Objective:
Starting at the line that contains "Where can the woman's" and continuing through the end of the items, change every "thickest" to "widest" and leave everything else the same.

[Collected data entries]
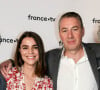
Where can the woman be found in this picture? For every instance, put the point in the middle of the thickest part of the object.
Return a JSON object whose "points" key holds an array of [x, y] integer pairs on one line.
{"points": [[29, 70]]}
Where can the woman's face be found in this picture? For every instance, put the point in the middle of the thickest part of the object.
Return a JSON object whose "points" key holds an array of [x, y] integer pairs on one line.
{"points": [[29, 51]]}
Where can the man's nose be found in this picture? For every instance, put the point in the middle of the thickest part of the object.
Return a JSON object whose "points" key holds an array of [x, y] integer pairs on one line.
{"points": [[70, 34]]}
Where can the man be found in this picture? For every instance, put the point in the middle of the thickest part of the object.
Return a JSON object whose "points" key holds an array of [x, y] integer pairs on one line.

Solution to this exercise:
Where can the woman's face be found in this picture? For every instance, put the point in the middle of the widest part of the object.
Return a JSON object whose "points" key holds an array of [x, y] integer pairs on one line.
{"points": [[29, 51]]}
Where can the man's nose be found in this picture? For every instance, put the point in the middle of the widest part of the object.
Return a JSON object whose "points" key holds an array of [x, y] integer pairs on one line.
{"points": [[70, 34]]}
Where can the man be found in this picture? For every instance, put the point in the middle of the widest part of the object.
Return a JSON object whose "points" key holds an array of [x, y] integer pairs on one line.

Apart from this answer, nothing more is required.